**WRITTEN TASK**
Count the lines in the rows below that contain the word "main" and give only the number.

(Excerpt from a dataset)
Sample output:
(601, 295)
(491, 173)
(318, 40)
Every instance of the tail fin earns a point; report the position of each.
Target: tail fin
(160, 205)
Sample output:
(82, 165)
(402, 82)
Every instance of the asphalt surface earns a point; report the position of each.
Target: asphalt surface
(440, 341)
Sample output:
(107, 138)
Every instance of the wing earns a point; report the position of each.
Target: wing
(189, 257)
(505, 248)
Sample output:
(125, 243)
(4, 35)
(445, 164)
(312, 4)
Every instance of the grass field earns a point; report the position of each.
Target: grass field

...

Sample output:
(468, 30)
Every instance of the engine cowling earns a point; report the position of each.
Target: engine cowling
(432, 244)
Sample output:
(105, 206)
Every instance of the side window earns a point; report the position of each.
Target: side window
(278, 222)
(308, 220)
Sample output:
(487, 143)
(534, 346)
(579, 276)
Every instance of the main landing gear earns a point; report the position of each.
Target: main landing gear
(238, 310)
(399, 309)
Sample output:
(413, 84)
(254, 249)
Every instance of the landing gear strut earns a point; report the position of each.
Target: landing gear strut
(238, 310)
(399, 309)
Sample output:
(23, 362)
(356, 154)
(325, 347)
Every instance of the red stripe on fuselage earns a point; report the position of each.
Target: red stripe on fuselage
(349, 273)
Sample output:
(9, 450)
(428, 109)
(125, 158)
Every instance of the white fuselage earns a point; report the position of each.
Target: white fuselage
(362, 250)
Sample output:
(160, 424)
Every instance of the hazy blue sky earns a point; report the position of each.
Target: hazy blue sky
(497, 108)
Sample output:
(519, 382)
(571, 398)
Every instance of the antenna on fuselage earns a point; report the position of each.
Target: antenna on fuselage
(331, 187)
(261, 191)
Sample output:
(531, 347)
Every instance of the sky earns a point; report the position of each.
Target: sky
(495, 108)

**SOLUTION TO THIS EXERCISE**
2